> [Task description]: Lay out the items below as a two-column CSV with the header row item_text,item_answer and one row per item. Put each item's text and its answer in its own quoted field, replacing line breaks with spaces.
════
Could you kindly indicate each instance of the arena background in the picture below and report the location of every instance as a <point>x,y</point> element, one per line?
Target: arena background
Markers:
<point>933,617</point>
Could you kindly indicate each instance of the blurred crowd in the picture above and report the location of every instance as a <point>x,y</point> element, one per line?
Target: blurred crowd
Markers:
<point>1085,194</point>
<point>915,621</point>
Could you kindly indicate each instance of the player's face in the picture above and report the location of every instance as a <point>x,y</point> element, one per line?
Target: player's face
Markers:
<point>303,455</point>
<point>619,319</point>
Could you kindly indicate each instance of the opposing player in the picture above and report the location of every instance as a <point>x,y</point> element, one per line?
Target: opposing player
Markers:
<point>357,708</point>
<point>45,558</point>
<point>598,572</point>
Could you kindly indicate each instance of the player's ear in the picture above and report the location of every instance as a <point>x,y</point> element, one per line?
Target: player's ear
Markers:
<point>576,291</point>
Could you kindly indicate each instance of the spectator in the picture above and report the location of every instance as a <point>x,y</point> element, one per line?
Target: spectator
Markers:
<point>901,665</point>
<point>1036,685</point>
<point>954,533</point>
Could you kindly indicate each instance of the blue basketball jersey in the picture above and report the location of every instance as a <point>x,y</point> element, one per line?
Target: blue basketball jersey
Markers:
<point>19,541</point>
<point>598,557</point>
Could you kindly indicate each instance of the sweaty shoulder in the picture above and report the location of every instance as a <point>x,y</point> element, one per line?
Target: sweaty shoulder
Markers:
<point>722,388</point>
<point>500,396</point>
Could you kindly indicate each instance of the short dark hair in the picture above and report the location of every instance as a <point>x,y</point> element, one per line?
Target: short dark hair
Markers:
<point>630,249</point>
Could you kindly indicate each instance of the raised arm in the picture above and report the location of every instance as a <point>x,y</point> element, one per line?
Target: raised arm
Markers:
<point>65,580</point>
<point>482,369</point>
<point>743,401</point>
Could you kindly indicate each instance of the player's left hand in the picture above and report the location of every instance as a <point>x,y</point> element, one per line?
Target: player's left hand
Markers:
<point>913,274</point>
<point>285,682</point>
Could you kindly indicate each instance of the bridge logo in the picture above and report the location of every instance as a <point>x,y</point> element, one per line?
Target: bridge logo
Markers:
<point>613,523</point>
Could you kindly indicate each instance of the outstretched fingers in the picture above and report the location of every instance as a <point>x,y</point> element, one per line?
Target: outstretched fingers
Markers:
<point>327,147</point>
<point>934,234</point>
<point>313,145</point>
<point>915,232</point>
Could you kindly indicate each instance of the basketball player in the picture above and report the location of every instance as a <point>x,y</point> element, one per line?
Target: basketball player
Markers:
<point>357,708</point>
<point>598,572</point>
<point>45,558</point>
════
> [Correct response]:
item_text,item_answer
"Could you kindly indicate each instance of the arena background in the picture below and report the location of every instance as a <point>x,y</point> element, one per line? Target: arena background Markers:","<point>933,617</point>"
"Could you kindly indicate each instance of the blurred crowd in the picture above and report the location of every instance as a <point>x,y</point> element, one per line? Target: blurred crowd Markers:","<point>1085,194</point> <point>915,621</point>"
"Could you kindly indicate each instance of the player's face in the picture above and report the location of every instance as a <point>x,y</point> element, one per line? Target: player's face Markers:","<point>303,455</point> <point>619,319</point>"
"Could you kindly indicate each instance of the opposing player in the picture above and report the location of every instance as a <point>x,y</point> element, one per line? Target: opposing player Markers:","<point>357,708</point> <point>45,558</point> <point>598,572</point>"
"Could you kindly indicate each instance of the player's ear in the picture above and report the location of every instance as a <point>x,y</point> element, one per line? Target: player's ear Markers:","<point>576,291</point>"
"Could you kindly indicate each instance of the spectator in the picture above and report the location of every instance as a <point>x,y</point> element, one per line? Target: spectator Markers:","<point>901,665</point> <point>1036,685</point> <point>954,533</point>"
"Could you kindly indicate each instance of the blue basketball jersey in the picture above and report the location of every instance as a <point>x,y</point> element, one per line? Target: blue basketball jersey Markers:","<point>19,541</point> <point>598,557</point>"
"Could you kindly indicate each instance of the sweaty shoulder in the picture above and report the location of every instance as a <point>x,y</point> element, one per line? Target: sweaty shoulder Markers:","<point>722,388</point> <point>500,396</point>"
"Could you kindly indicate each instance of the short dark hair in the picture above and report the location of every instance as a <point>x,y</point> element, one per line? Target: short dark hair Markers:","<point>630,249</point>"
"Could you kindly indicate each instance of the raised arm in the picture above and report the location of every instance as a <point>x,y</point> element, one per line? Target: raised arm Markers:","<point>65,580</point> <point>482,369</point> <point>743,401</point>"
"Could you kindly indicate each instance of the player's left hand in the picture above and report the location of every instance as a <point>x,y</point> element, one per line? Target: player's left hand Markers:","<point>913,274</point> <point>285,682</point>"
"Could you kindly indicate each instance of the bridge logo in the picture above and report the location of every instance as a <point>x,y</point> element, one per line? Target: bridge logo Markers:","<point>613,523</point>"
"Could you kindly indicate each instance of the outstretched fingers in the picture above and report the location of every instance as a <point>x,y</point> element, one per line? Target: outstretched fingers Markers:","<point>327,147</point> <point>934,234</point> <point>313,145</point> <point>915,232</point>"
"Could you kindly indicate each instance of the basketball player in the picture above and report the location of every instance as a <point>x,y</point> element, one per line? Target: basketball player Markers:","<point>357,708</point> <point>598,572</point> <point>45,558</point>"